### Supplied information
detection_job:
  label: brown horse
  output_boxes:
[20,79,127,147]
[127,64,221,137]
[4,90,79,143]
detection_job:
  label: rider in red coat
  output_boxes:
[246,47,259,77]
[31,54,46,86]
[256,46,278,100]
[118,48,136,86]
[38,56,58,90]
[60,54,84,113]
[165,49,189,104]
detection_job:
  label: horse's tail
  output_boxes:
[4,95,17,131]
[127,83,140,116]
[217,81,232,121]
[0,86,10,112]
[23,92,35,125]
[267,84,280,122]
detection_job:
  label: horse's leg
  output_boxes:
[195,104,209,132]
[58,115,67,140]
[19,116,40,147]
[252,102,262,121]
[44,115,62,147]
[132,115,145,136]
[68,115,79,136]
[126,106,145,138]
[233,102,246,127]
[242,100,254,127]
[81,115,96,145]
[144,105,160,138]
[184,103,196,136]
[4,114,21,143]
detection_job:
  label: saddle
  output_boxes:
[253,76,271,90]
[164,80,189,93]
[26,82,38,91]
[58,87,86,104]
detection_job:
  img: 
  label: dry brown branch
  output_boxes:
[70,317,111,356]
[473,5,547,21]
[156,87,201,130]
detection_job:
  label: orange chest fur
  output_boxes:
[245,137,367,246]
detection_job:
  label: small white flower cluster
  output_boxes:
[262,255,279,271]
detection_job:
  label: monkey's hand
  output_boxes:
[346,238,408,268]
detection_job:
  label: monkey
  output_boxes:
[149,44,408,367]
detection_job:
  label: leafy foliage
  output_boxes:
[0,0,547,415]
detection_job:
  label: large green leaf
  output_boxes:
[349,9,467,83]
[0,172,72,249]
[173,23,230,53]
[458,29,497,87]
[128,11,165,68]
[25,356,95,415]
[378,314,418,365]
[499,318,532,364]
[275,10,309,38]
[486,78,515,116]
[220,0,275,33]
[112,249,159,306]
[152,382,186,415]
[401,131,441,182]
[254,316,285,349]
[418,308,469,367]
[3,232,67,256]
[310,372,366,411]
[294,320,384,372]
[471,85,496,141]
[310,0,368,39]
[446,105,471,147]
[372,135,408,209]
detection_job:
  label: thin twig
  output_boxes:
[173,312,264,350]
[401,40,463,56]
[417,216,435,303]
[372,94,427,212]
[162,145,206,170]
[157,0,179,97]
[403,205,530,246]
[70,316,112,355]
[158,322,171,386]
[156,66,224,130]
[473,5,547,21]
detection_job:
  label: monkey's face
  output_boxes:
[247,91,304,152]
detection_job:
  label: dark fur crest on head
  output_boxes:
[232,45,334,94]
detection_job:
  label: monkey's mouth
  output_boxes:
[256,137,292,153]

### Short problem
Put every line from the rows above into a numbered list, skipping blank lines.

### Solved exercise
1. detection_job:
2.   label: brown horse
3.   output_boxes:
4. [20,79,127,147]
5. [127,64,221,137]
6. [4,90,79,143]
7. detection_job:
8.   label: rider in red coat
9.   output_boxes:
10. [246,47,259,77]
11. [31,54,46,86]
12. [256,46,278,100]
13. [118,48,136,86]
14. [38,56,58,90]
15. [60,54,84,113]
16. [165,49,189,104]
17. detection_job:
18.   label: horse's tail
19.   output_boxes:
20. [4,95,17,131]
21. [127,83,140,116]
22. [217,81,232,121]
23. [0,86,10,112]
24. [23,92,35,125]
25. [267,84,280,122]
26. detection_job:
27.   label: horse's leg
28.   output_boxes:
29. [195,104,209,132]
30. [58,115,67,140]
31. [19,116,40,147]
32. [252,102,262,121]
33. [44,115,62,147]
34. [132,115,145,136]
35. [68,115,79,136]
36. [126,106,145,138]
37. [233,102,246,127]
38. [242,100,254,127]
39. [81,115,96,145]
40. [144,105,160,138]
41. [184,103,196,136]
42. [4,114,21,143]
43. detection_job:
44.   label: saddle
45.   output_boxes:
46. [253,76,271,90]
47. [164,80,189,93]
48. [26,82,38,91]
49. [58,87,86,104]
50. detection_job:
51.   img: 
52.   label: dry brown branch
53.   output_boxes:
54. [70,317,111,356]
55. [473,5,547,21]
56. [156,87,201,130]
57. detection_job:
58.   label: orange chest fur
59.   output_boxes:
60. [245,137,367,246]
61. detection_job:
62.   label: small white flower cluster
63.   output_boxes:
64. [262,255,279,271]
65. detection_job:
66.   label: monkey's hand
67.   output_boxes:
68. [346,238,408,268]
69. detection_job:
70.   label: monkey
71.   output_boxes:
72. [149,44,408,367]
73. detection_job:
74.   label: leafy foliage
75.   output_boxes:
76. [0,0,547,415]
77. detection_job:
78.   label: large green leaf
79.   output_boxes:
80. [349,9,467,83]
81. [0,172,72,249]
82. [173,23,230,53]
83. [458,29,497,87]
84. [128,11,165,68]
85. [25,356,95,415]
86. [378,314,418,365]
87. [499,318,532,364]
88. [275,10,309,38]
89. [486,78,515,116]
90. [220,0,275,33]
91. [112,249,159,306]
92. [152,382,186,415]
93. [401,131,441,182]
94. [254,316,285,349]
95. [418,308,469,367]
96. [3,232,67,256]
97. [310,372,366,411]
98. [294,320,384,372]
99. [471,85,496,141]
100. [310,0,368,39]
101. [446,105,471,147]
102. [372,135,408,209]
103. detection_job:
104.   label: thin twig
105.   output_boxes:
106. [173,312,264,350]
107. [401,40,463,56]
108. [417,216,435,303]
109. [372,94,427,212]
110. [162,145,206,170]
111. [157,0,179,97]
112. [403,205,530,246]
113. [70,316,112,355]
114. [158,322,171,386]
115. [156,66,224,130]
116. [473,5,547,21]
117. detection_job:
118.   label: monkey's face
119.   output_boxes:
120. [247,91,304,152]
121. detection_job:
122.   label: dark fur crest on head
123.   output_boxes:
124. [232,45,334,94]
125. detection_job:
126.   label: monkey's mouth
127.   output_boxes:
128. [256,137,292,153]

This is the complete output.